Highway Design – Bridges. This work group involves the production and/or review of competently engineered bridge plans which conform with acceptable design standards and which meet the specific requirements of the Department or the Federal Highway Administration. This group includes the following sub-categories of qualification:

4.1: Miscellaneous Structures and Minor Bridge Design.

This type of work is subdivided into two categories.

4.1.1: Miscellaneous Structures.

This group type of work includes the design of sound barriers, structural supports for highway signals, luminaries, and traffic signals.

4.1.2: Minor Bridge Design.

This type of work includes the design of conventional, non-complex bridges and the structural design of other highway-related structures such as non-standard concrete box culverts and retaining walls. Generally, this group is limited to designs utilizing conventional foundation types, simple geometry, and having total estimated bridge(s) plan area(s) no greater than 100,000 square feet (sum of the areas of multiple bridges). Typically, this includes design for the construction, rehabilitation, widening, or lengthening of box culverts, retaining walls, cast-in-place or precast prestressed short span slab type bridges, simple span prestressed concrete beam bridges, and simple span I-beam bridges.

## Objective:
Transcribe the part of the bridge design text that begins at the words "This type of work includes" and stops after "span I-beam bridges.". Rely only on the bridge design text for what follows.

## Listed records:

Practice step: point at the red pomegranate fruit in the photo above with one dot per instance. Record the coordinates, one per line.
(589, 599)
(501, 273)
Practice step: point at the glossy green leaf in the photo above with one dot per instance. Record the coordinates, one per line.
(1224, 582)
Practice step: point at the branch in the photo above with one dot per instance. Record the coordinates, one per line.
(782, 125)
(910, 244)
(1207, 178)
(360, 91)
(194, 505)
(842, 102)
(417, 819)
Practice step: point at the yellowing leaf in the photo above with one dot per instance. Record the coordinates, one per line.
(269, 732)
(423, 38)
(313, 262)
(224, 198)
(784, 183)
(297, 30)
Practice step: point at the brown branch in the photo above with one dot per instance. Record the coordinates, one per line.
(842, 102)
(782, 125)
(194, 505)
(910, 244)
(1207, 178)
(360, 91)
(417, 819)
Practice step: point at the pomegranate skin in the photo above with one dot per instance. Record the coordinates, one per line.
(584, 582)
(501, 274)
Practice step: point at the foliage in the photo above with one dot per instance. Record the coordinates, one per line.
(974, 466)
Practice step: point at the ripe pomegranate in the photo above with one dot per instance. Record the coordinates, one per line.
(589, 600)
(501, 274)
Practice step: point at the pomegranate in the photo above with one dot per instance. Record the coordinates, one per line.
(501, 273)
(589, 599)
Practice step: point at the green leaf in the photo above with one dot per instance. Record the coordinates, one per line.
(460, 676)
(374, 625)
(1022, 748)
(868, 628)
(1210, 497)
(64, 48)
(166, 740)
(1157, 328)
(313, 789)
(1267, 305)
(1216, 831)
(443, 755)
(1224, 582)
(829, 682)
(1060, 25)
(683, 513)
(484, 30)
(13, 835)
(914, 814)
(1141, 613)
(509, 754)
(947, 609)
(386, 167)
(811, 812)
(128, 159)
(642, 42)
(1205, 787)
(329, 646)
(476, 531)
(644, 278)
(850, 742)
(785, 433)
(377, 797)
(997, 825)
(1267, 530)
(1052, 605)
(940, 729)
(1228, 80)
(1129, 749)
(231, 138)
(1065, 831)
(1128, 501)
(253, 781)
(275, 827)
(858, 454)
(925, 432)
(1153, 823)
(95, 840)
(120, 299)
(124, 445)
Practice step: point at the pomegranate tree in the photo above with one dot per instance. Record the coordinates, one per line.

## Written answer:
This type of work includes the design of conventional, non-complex bridges and the structural design of other highway-related structures such as non-standard concrete box culverts and retaining walls. Generally, this group is limited to designs utilizing conventional foundation types, simple geometry, and having total estimated bridge(s) plan area(s) no greater than 100,000 square feet (sum of the areas of multiple bridges). Typically, this includes design for the construction, rehabilitation, widening, or lengthening of box culverts, retaining walls, cast-in-place or precast prestressed short span slab type bridges, simple span prestressed concrete beam bridges, and simple span I-beam bridges.